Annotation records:
_ _ _ _
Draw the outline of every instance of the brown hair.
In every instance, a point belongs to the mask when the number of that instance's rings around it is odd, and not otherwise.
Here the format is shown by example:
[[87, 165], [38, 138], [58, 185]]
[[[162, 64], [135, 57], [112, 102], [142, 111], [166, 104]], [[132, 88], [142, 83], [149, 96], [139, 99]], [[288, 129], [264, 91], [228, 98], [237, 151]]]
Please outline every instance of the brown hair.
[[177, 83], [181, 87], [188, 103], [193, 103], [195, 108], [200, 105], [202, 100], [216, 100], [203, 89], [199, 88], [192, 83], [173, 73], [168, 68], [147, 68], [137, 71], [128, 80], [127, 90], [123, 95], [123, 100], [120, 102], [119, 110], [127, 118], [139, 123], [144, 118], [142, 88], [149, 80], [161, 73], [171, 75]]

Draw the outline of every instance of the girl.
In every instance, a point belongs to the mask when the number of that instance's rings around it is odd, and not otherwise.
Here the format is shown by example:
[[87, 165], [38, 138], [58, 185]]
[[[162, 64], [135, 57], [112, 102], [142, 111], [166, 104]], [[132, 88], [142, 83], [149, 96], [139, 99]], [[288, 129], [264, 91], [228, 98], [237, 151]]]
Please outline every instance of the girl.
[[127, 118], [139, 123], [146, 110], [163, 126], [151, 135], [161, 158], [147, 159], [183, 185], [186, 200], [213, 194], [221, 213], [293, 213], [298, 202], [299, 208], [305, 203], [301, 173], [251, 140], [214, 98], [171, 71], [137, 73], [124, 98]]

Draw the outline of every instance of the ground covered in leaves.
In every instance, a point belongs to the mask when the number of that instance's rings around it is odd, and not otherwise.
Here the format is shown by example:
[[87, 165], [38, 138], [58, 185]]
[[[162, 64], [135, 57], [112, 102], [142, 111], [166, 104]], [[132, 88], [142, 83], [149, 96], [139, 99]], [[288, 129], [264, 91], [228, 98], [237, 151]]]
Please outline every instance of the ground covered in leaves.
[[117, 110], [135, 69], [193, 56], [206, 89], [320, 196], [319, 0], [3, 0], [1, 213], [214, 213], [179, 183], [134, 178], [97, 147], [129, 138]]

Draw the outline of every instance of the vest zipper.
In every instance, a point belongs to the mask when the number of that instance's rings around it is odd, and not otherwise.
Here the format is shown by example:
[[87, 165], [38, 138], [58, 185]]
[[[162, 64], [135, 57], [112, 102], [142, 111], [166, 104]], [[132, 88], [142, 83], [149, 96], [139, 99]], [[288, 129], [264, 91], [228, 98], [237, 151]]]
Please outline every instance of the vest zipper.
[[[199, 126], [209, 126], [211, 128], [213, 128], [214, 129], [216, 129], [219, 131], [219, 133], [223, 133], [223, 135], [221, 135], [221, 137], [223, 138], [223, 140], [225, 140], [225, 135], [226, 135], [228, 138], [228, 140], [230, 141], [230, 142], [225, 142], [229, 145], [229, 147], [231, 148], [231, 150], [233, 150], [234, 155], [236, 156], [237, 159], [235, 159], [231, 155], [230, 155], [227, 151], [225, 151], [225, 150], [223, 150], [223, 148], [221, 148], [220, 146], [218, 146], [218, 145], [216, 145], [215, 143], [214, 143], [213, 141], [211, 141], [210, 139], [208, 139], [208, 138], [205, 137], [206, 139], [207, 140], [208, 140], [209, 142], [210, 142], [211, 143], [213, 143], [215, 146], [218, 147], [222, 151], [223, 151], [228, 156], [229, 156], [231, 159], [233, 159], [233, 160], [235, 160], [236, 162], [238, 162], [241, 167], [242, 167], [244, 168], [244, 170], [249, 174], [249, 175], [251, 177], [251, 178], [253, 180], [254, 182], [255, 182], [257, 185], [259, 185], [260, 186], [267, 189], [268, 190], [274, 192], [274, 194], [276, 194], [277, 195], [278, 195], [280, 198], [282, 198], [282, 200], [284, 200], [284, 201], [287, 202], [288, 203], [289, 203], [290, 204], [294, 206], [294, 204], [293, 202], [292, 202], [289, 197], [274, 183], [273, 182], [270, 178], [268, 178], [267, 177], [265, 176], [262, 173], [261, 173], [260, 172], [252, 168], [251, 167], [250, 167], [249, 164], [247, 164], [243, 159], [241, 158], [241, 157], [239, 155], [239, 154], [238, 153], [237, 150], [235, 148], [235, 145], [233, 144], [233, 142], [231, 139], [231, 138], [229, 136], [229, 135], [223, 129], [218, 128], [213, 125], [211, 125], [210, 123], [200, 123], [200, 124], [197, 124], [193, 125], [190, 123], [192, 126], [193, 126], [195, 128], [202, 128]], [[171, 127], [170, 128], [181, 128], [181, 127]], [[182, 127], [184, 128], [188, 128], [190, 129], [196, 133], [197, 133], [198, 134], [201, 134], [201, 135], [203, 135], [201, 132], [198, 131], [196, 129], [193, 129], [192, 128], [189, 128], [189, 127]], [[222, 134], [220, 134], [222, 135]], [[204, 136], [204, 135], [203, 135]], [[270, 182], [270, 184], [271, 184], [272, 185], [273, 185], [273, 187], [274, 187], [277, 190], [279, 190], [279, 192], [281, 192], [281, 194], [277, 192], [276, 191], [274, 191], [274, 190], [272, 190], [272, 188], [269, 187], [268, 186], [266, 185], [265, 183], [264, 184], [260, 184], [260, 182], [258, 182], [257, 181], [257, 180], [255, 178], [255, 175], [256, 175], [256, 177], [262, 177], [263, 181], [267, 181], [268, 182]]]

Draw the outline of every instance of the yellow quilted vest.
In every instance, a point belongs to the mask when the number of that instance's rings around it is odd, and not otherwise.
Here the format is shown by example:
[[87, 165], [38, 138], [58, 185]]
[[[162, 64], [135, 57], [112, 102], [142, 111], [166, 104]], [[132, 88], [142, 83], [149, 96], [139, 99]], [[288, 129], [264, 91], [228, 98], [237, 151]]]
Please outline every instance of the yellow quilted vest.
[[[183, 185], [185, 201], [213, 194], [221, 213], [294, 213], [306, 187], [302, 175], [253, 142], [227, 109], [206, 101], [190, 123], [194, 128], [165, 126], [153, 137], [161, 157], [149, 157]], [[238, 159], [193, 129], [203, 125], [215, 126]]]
_ _ _ _
WHAT THE TASK ASKS
Rewrite the lines above, replacing every occurrence of "every instance" with "each instance" and leaving everything else as it is.

TASK OUTPUT
Draw the outline of each instance of the brown hair.
In each instance, a point belongs to the mask when the number of that instance's rings around it is odd, and not otherwise.
Here the format is shown by example:
[[87, 165], [38, 138], [58, 185]]
[[[162, 64], [135, 57], [112, 102], [142, 111], [166, 104]], [[132, 88], [142, 83], [149, 96], [139, 99]], [[288, 129], [264, 91], [228, 98], [237, 151]]]
Please outline each instance of the brown hair.
[[177, 83], [181, 87], [188, 103], [193, 103], [195, 108], [200, 105], [202, 100], [216, 100], [203, 89], [199, 88], [192, 83], [173, 73], [168, 68], [147, 68], [137, 71], [128, 80], [127, 90], [123, 95], [123, 100], [120, 102], [119, 110], [127, 118], [139, 123], [144, 118], [142, 88], [149, 80], [161, 73], [171, 75]]

Draw the outline of each instance of the girl.
In each instance, a point belongs to the mask when the number of that instance's rings around it is odd, and not otherwise.
Here the format is shown by example:
[[87, 165], [38, 138], [58, 185]]
[[[162, 64], [135, 57], [112, 102], [142, 111], [166, 104]], [[132, 88], [142, 83], [149, 96], [139, 99]], [[288, 129], [264, 91], [228, 98], [237, 151]]]
Please outline each instance of the girl.
[[127, 118], [139, 123], [146, 110], [163, 126], [151, 135], [161, 158], [147, 159], [183, 185], [186, 200], [213, 194], [221, 213], [293, 213], [298, 202], [299, 208], [305, 203], [301, 173], [251, 140], [214, 98], [171, 71], [137, 73], [124, 98]]

Draw the outline of each instance of the ground covered in leaves.
In each instance, a point belongs to the mask when the number of that instance's rings around it is odd, and not otherwise.
Here the format is shown by example:
[[87, 165], [38, 138], [58, 185]]
[[[162, 64], [135, 57], [112, 102], [142, 111], [166, 104]], [[132, 88], [142, 83], [149, 96], [139, 99]], [[288, 129], [264, 91], [228, 98], [237, 151]]]
Please outline each instance of the ground covered in leaves.
[[117, 110], [135, 69], [193, 56], [206, 89], [320, 196], [319, 0], [3, 0], [1, 213], [214, 213], [179, 183], [134, 178], [97, 147], [129, 138]]

Draw the outline of each instance of the vest zipper.
In each instance, a point belongs to the mask when the number of that instance's rings around it is odd, and not otherwise.
Here the format is shown by example:
[[87, 165], [38, 138], [58, 185]]
[[[162, 64], [135, 57], [112, 102], [142, 111], [166, 104]], [[132, 88], [142, 83], [149, 96], [139, 99]], [[288, 129], [264, 91], [228, 98], [237, 151]]]
Please outline each instance of the vest zipper.
[[[199, 126], [209, 126], [211, 128], [213, 128], [214, 129], [216, 129], [219, 131], [219, 133], [223, 133], [223, 135], [221, 135], [221, 137], [223, 138], [223, 140], [225, 140], [225, 135], [226, 135], [228, 138], [228, 140], [230, 141], [230, 142], [225, 142], [229, 145], [229, 147], [231, 148], [231, 150], [233, 150], [234, 155], [236, 156], [237, 159], [235, 159], [231, 155], [230, 155], [227, 151], [225, 151], [225, 150], [223, 150], [223, 148], [221, 148], [220, 146], [218, 146], [218, 145], [216, 145], [215, 143], [214, 143], [213, 141], [211, 141], [210, 139], [208, 139], [208, 138], [205, 137], [206, 139], [207, 140], [208, 140], [209, 142], [210, 142], [211, 143], [213, 143], [215, 146], [218, 147], [222, 151], [223, 151], [228, 156], [229, 156], [231, 159], [233, 159], [233, 160], [235, 160], [236, 162], [238, 162], [241, 167], [242, 167], [244, 168], [244, 170], [249, 174], [249, 175], [251, 177], [251, 178], [253, 180], [254, 182], [255, 182], [257, 185], [259, 185], [260, 186], [267, 189], [268, 190], [274, 192], [274, 194], [276, 194], [277, 195], [278, 195], [280, 198], [282, 198], [282, 200], [284, 200], [284, 201], [287, 202], [288, 203], [289, 203], [290, 204], [294, 206], [294, 204], [293, 202], [292, 202], [289, 197], [274, 183], [273, 182], [270, 178], [268, 178], [267, 177], [265, 176], [262, 173], [261, 173], [260, 172], [252, 168], [251, 167], [250, 167], [249, 164], [247, 164], [243, 159], [241, 158], [241, 157], [239, 155], [239, 154], [238, 153], [237, 150], [235, 148], [235, 145], [233, 144], [233, 142], [231, 139], [231, 138], [229, 136], [229, 135], [223, 129], [218, 128], [213, 125], [211, 125], [210, 123], [200, 123], [200, 124], [197, 124], [193, 125], [190, 123], [192, 126], [193, 126], [195, 128], [202, 128]], [[171, 127], [170, 128], [181, 128], [181, 127]], [[182, 127], [184, 128], [188, 128], [190, 129], [196, 133], [197, 133], [198, 134], [201, 134], [201, 135], [203, 135], [201, 132], [198, 131], [196, 129], [193, 129], [192, 128], [189, 128], [189, 127]], [[222, 134], [220, 134], [222, 135]], [[204, 136], [204, 135], [203, 135]], [[270, 182], [270, 184], [271, 184], [272, 185], [273, 185], [273, 187], [274, 187], [277, 190], [279, 190], [279, 192], [281, 192], [281, 194], [277, 192], [276, 191], [274, 191], [274, 190], [272, 190], [272, 188], [269, 187], [268, 186], [266, 185], [265, 183], [264, 184], [260, 184], [260, 182], [258, 182], [257, 181], [257, 180], [255, 178], [255, 175], [256, 175], [256, 177], [262, 177], [263, 181], [267, 181], [268, 182]]]

Draw the outline of each instance of the yellow quilted vest.
In each instance, a point belongs to the mask when the number of that instance's rings around it is odd, and not otherwise.
Here the format is shown by example:
[[87, 165], [38, 138], [58, 185]]
[[[162, 64], [135, 57], [112, 102], [142, 111], [166, 104]], [[132, 88], [142, 83], [149, 96], [139, 99]], [[288, 129], [264, 91], [228, 98], [237, 151]]]
Please outline each instance of the yellow quilted vest.
[[[183, 185], [185, 201], [213, 194], [221, 213], [294, 213], [306, 187], [302, 175], [253, 142], [227, 109], [206, 101], [190, 123], [194, 128], [165, 126], [153, 137], [161, 157], [149, 157]], [[238, 159], [193, 129], [203, 125], [215, 126]]]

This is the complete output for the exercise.